__What you will do__
Nothing in the entries may change when they are transcribed.

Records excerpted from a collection

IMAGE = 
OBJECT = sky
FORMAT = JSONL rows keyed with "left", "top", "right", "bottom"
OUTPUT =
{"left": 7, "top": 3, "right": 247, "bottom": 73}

__Task response__
IMAGE = 
OBJECT = sky
FORMAT = JSONL rows keyed with "left", "top", "right", "bottom"
OUTPUT =
{"left": 7, "top": 3, "right": 247, "bottom": 73}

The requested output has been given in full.